→ Actions to take
a) In the essay on the publishing process, reproduce the passage starting at "The hard part comes" and ending at "on the shelf.", changing "yard sale" to "garage sale".
b) According to the essay on the publishing process, who traditionally serves as First Reader?

07 Mar 2016
This may or may not be the introduction to the “Career Indie Author.” My wife, who has accompanied me on my authorial journey these two decades, wanted to write something from her viewpoint on the publishing process, particularly as it applies to the family. Some conflicts may be heightened for comic effect. I hope.
Hey Writer X! Did you know that anyone can write a book? In fact, writing isn’t the hard part.
The hard part comes after you write the book.
Look around. You will see that millions of titles have been published, all of them written by somebody. Every library, new and used bookstore (both cyber-space and meat-space), gift shop, supermarket, discount department store, thrift shop, and yard sale has books. Some have an avalanche of books, sometimes a selection of best-sellers, and sometimes, well, who knows what will be hiding on the shelf.
Notice that I said ‘published’. There are even more books that have been written that have never seen paper other than what the author used, scribbling away in his garret.
So it’s easy to write a book. It’s much harder, Writer X, to write a good book. One that is grammatically correct, has no misspellings, is internally consistent, sticks to actual facts (for non-fiction) and has no glaring plot holes (for fiction), is printed in a legible font size with readable colors of ink, and with appropriate illustrations, maps, charts, and a functional index. A table of contents is nice, too, as is a good cover that bears some relationship to the subject matter.
Once you, Writer X, have the book writing out of the way, you are ready to pass through the next dozen or so sieves, each of a finer mesh, keeping you from the potential reading (and maybe even paying!) customer.
After you have finished the book, and spell- and grammar-checked it to book, First Reader — traditionally your long-suffering spouse — gets to read it.
First Reader will get out her red pen and note every spelling error, grammatical error, internal inconsistency, missing footnote, plot hole, and unpleasant leading character who she thinks no-one would ever pay to read about. She will comment on your poor choice of names and how they do not match up to the image of the character she sees in her mind. First Reader may also comment that she sure hopes this one will finally make some money.
So Writer X, goes back and make all the corrections suggested by First Reader. This process may be repeated two or three more times until the book is as good as it is going to get or until you and First Reader have had enough.

→ Information shown
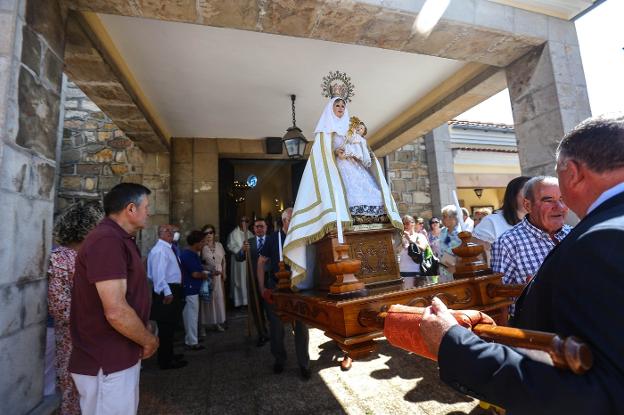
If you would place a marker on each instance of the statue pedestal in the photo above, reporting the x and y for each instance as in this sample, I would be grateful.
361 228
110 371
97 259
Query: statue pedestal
469 261
346 285
371 245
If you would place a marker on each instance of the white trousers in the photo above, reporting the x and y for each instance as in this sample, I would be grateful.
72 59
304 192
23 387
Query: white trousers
190 316
49 374
114 394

→ Solutions to the problems
a)
The hard part comes after you write the book.
Look around. You will see that millions of titles have been published, all of them written by somebody. Every library, new and used bookstore (both cyber-space and meat-space), gift shop, supermarket, discount department store, thrift shop, and garage sale has books. Some have an avalanche of books, sometimes a selection of best-sellers, and sometimes, well, who knows what will be hiding on the shelf.

b) The writer's long-suffering spouse.